### AIM OF THE EXERCISE
Gather every line of the material below that contains the word "headlight", and copy each one.

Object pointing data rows
********************

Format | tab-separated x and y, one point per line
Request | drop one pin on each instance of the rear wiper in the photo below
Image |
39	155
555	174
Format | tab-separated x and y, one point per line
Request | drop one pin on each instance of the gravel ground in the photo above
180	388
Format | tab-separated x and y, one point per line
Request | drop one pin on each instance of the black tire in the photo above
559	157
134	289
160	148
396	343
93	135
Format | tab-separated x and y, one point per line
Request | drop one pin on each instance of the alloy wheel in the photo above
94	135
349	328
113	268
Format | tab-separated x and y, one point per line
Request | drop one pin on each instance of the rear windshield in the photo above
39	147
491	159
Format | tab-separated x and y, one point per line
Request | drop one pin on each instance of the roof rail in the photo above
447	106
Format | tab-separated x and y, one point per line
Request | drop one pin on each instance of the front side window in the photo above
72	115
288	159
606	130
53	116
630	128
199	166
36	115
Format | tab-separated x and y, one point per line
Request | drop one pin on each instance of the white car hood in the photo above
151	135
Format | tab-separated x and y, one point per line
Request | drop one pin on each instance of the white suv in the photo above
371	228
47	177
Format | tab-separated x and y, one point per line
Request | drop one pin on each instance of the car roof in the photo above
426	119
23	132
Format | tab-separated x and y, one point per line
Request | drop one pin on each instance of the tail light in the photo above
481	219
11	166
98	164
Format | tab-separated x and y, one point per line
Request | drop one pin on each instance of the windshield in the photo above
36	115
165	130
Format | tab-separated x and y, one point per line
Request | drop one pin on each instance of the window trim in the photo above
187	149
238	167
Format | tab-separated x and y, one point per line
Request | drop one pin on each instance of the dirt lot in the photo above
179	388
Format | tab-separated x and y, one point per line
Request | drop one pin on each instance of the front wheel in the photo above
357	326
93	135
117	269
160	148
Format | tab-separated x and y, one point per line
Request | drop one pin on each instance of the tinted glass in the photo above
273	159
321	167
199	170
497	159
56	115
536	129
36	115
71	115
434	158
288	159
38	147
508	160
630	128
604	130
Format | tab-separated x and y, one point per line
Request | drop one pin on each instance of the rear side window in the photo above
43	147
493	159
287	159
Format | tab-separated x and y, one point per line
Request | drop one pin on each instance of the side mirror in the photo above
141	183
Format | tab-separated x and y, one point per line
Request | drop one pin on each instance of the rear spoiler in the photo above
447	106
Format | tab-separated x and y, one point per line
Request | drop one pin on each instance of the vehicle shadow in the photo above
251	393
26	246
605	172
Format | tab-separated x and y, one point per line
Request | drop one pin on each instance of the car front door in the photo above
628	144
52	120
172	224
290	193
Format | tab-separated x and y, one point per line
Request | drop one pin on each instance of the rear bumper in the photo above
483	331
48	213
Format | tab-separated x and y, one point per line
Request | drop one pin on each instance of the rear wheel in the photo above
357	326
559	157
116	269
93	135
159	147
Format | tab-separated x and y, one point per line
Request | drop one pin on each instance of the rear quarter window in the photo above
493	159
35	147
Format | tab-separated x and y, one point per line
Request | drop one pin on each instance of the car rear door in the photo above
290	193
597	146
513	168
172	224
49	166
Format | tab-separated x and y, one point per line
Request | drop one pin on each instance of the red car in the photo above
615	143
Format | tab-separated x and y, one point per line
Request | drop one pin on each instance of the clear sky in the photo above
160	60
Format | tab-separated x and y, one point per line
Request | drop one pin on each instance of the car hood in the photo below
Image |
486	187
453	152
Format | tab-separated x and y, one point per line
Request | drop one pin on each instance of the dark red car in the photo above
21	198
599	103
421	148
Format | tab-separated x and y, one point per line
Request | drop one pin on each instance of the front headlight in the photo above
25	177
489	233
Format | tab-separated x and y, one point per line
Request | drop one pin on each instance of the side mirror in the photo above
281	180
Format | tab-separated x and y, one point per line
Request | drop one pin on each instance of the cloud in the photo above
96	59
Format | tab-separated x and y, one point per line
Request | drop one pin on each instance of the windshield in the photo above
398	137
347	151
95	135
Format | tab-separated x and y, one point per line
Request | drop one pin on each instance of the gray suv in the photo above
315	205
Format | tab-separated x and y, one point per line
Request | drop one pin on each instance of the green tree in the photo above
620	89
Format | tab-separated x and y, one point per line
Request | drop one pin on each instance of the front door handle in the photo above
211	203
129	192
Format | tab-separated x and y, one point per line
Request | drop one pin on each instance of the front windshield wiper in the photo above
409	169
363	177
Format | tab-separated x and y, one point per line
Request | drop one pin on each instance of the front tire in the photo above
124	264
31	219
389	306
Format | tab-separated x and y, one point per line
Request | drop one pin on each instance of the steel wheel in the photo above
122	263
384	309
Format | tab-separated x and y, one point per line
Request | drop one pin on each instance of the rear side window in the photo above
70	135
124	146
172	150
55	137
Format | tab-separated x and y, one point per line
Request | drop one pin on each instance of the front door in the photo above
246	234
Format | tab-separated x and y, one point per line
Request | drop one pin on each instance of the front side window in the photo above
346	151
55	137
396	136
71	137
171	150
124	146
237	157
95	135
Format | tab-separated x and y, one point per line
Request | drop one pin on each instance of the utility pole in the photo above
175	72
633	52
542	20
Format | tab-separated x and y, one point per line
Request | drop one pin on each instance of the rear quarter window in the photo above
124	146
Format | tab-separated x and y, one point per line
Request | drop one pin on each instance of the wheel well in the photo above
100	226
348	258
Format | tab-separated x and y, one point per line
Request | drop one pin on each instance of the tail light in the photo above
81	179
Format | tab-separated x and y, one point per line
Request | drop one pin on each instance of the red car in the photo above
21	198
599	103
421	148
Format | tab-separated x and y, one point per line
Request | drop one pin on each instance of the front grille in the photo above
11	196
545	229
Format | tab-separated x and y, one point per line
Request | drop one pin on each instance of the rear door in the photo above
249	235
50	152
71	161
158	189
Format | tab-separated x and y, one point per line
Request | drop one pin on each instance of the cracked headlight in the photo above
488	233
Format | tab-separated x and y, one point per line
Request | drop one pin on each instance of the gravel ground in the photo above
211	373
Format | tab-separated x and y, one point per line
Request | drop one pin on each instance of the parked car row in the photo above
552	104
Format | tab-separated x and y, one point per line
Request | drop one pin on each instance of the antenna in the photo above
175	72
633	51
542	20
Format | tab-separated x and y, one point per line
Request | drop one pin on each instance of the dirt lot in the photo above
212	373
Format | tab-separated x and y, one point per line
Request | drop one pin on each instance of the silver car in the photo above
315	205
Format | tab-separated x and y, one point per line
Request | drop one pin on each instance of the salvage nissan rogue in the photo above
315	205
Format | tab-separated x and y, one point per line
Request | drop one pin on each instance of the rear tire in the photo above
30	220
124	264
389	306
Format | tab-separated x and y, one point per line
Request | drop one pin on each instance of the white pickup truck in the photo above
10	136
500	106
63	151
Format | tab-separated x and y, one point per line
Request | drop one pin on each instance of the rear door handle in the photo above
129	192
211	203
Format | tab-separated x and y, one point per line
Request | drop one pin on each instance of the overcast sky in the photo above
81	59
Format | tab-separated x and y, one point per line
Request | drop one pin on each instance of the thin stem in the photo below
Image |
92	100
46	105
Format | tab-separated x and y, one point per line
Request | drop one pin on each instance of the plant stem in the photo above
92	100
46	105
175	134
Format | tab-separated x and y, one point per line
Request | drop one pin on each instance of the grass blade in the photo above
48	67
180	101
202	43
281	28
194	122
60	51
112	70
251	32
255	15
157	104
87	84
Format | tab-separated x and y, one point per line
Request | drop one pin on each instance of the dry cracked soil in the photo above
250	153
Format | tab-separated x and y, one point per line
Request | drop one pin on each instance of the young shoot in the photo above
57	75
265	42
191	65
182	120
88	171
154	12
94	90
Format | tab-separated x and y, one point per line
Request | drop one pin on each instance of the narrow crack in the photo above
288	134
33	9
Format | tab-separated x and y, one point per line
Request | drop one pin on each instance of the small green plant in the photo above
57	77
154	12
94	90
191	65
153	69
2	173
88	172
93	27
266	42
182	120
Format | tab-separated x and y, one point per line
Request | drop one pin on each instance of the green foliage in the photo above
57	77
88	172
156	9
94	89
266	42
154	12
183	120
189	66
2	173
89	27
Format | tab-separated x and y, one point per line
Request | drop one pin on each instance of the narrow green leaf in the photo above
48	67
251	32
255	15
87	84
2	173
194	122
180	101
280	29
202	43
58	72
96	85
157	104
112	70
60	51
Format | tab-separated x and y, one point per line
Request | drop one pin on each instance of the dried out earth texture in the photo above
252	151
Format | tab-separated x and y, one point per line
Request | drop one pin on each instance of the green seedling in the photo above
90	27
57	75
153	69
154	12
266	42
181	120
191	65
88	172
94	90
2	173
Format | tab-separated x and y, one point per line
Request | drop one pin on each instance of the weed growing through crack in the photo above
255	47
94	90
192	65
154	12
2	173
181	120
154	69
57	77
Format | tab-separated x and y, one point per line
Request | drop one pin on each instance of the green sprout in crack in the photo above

********************

### WRITTEN REPLY
Request | drop one pin on each instance of the front headlight in the photo above
Request | drop one pin on each instance of the cracked headlight in the photo above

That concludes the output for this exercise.